### Data supplied ###

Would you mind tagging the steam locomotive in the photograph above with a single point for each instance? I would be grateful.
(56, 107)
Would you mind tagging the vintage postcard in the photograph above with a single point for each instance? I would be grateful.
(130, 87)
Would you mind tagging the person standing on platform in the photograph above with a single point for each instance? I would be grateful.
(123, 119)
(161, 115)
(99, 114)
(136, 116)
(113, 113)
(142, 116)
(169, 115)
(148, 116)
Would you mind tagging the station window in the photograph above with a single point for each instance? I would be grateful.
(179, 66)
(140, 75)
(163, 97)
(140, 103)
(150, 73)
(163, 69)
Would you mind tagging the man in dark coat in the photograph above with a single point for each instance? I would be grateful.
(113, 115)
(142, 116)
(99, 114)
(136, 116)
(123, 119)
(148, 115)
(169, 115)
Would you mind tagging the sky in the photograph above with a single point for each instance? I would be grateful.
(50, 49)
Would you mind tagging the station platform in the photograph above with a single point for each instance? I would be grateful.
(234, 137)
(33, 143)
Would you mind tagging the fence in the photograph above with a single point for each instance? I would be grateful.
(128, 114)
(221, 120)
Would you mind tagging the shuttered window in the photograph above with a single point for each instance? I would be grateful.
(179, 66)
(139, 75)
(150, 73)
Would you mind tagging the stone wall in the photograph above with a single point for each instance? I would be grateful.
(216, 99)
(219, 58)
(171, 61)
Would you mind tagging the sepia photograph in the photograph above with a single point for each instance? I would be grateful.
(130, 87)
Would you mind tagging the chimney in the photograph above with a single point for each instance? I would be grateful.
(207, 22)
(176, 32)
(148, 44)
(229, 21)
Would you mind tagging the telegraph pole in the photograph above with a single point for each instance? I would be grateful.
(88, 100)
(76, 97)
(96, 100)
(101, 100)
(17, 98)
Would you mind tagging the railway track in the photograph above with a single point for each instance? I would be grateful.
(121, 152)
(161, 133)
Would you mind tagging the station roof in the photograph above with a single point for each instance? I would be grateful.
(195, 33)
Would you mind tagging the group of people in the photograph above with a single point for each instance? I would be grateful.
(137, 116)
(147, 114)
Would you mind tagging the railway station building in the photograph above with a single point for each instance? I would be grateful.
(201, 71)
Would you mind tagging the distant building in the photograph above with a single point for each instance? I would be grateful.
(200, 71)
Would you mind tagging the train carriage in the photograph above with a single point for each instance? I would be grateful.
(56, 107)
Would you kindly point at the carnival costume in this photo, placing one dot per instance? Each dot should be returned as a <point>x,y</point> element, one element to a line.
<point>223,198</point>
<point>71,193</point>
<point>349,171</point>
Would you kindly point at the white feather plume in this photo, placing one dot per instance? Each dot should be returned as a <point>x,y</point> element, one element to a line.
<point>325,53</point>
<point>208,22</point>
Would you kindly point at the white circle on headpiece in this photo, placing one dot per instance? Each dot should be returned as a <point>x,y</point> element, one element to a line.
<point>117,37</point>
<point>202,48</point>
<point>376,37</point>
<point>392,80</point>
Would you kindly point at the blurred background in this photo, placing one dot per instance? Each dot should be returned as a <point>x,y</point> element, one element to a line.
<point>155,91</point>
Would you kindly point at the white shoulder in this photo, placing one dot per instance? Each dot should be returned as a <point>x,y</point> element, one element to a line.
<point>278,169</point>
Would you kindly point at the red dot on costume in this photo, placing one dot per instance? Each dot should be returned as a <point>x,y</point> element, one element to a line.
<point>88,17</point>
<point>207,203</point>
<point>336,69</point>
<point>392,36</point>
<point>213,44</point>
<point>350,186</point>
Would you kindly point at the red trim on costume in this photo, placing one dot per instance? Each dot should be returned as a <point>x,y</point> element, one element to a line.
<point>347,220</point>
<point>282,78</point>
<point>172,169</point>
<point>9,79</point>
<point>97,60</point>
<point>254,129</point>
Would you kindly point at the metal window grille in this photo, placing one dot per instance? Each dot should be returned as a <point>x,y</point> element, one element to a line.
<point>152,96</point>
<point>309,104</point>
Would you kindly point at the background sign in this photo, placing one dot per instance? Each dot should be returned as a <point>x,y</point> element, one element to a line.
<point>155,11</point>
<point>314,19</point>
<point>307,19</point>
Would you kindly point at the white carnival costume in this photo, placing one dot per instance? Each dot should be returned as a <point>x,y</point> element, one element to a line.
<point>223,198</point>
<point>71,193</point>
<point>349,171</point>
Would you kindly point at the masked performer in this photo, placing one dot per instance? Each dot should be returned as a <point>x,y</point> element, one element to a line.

###

◆ Directions for this task: Give every line of the items above as a JSON list of strings, one string per line, with blank lines omitted.

◆ Output:
[
  "Would you mind tagging the steam locomotive in the photograph above with a single point for each instance? I would be grateful.",
  "(56, 107)",
  "Would you mind tagging the vintage postcard in the photograph above with a single point for each instance? I would be grateful.",
  "(130, 87)",
  "Would you mind tagging the person standing on platform in the photograph above with a single point for each instance? I would be grateful.",
  "(123, 119)",
  "(161, 115)",
  "(99, 114)",
  "(136, 116)",
  "(113, 113)",
  "(142, 116)",
  "(169, 115)",
  "(148, 116)",
  "Would you mind tagging the station window in the photograph above with a single point for each instance? I would be grateful.",
  "(179, 66)",
  "(140, 75)",
  "(163, 97)",
  "(140, 103)",
  "(150, 73)",
  "(163, 69)",
  "Would you mind tagging the man in dark coat in the photograph above with a single point for each instance? I would be grateful.",
  "(113, 115)",
  "(142, 116)",
  "(99, 114)",
  "(136, 116)",
  "(123, 119)",
  "(148, 115)",
  "(169, 115)",
  "Would you mind tagging the sky in the photograph above with a single point for each instance? I would be grateful.",
  "(50, 49)",
  "Would you mind tagging the station platform in the photograph above with a single point for each instance? I would be grateful.",
  "(234, 137)",
  "(33, 143)",
  "Would you mind tagging the fence in the photograph above with a single point for each instance? I would be grateful.",
  "(128, 114)",
  "(221, 120)",
  "Would you mind tagging the shuttered window in the photograph above with a single point for each instance? I would be grateful.",
  "(179, 66)",
  "(139, 75)",
  "(150, 73)",
  "Would you mind tagging the stone wall in the photograph above with a single point for each instance? I would be grateful.",
  "(216, 99)",
  "(219, 58)",
  "(171, 61)",
  "Would you mind tagging the sepia photograph in the photograph above with a single point for each instance? I would be grateful.",
  "(130, 87)",
  "Would you mind tagging the chimney in the photograph above with a single point for each instance? I would be grateful.",
  "(207, 22)",
  "(176, 32)",
  "(148, 44)",
  "(229, 21)",
  "Would you mind tagging the telegraph pole in the photograph above with a single point for each instance? I would be grateful.",
  "(88, 100)",
  "(76, 97)",
  "(96, 100)",
  "(101, 100)",
  "(17, 98)",
  "Would you mind tagging the railway track in the photograph above with a single point for each instance? I would be grateful.",
  "(121, 152)",
  "(161, 133)",
  "Would you mind tagging the station roof in the photograph above with a single point for each instance? I would be grateful.",
  "(195, 33)",
  "Would you mind tagging the group of people in the photograph above with a single point for each instance? I would be grateful.",
  "(137, 116)",
  "(147, 114)",
  "Would you mind tagging the railway station building in the photograph above with a single point for each instance? I would be grateful.",
  "(201, 71)",
  "Would you mind tagging the distant building in the photograph above with a single point for each instance? I would be grateful.",
  "(200, 71)",
  "Would you mind tagging the train carriage in the photograph above with a single point for each instance? I would be grateful.",
  "(56, 107)",
  "Would you kindly point at the carnival costume in this photo, placing one dot per instance? Each dot should be returned as a <point>x,y</point> element, one element to a line.",
  "<point>223,198</point>",
  "<point>71,193</point>",
  "<point>349,171</point>",
  "Would you kindly point at the white feather plume in this photo, placing one dot per instance? Each dot should be returned as a <point>x,y</point> element, one element to a line.",
  "<point>325,53</point>",
  "<point>208,22</point>",
  "Would you kindly point at the white circle on headpiece in this photo, placing one dot per instance? Each dot should be returned as a <point>x,y</point> element, one element to a line.",
  "<point>117,37</point>",
  "<point>202,48</point>",
  "<point>376,37</point>",
  "<point>392,80</point>",
  "Would you kindly point at the blurred background in this photo, placing one dot per instance? Each dot should be returned as a <point>x,y</point> element, one element to a line.",
  "<point>155,91</point>",
  "Would you kindly point at the white shoulder in this photo, placing one dot per instance? Each dot should be returned as a <point>x,y</point> element, one element to a line.",
  "<point>278,169</point>",
  "Would you kindly point at the red dot on costume in this photo, placing one dot per instance? Each dot should be returned as a <point>x,y</point> element, one element to a line.",
  "<point>88,17</point>",
  "<point>207,203</point>",
  "<point>336,69</point>",
  "<point>392,36</point>",
  "<point>213,44</point>",
  "<point>350,186</point>",
  "Would you kindly point at the red trim on costume in this photo, placing one dot per instance? Each dot should be returned as a <point>x,y</point> element, one element to a line.",
  "<point>347,220</point>",
  "<point>282,78</point>",
  "<point>172,169</point>",
  "<point>9,79</point>",
  "<point>97,60</point>",
  "<point>254,129</point>",
  "Would you kindly point at the metal window grille in this photo, placing one dot per instance? Each dot should be returned as a <point>x,y</point> element, one element to a line.",
  "<point>152,96</point>",
  "<point>309,104</point>",
  "Would you kindly point at the background sign in this photo, placing one dot per instance? Each dot should be returned as a <point>x,y</point> element, one element to a line.",
  "<point>155,11</point>",
  "<point>314,19</point>",
  "<point>307,19</point>",
  "Would you kindly point at the white carnival costume in this photo, placing one dot per instance? Each dot should be returned as a <point>x,y</point> element, one element to a line.",
  "<point>223,198</point>",
  "<point>71,193</point>",
  "<point>349,171</point>",
  "Would you kindly point at the masked performer in this photo, placing one dot per instance? Each dot should be returned as a <point>x,y</point> element, one element to a line."
]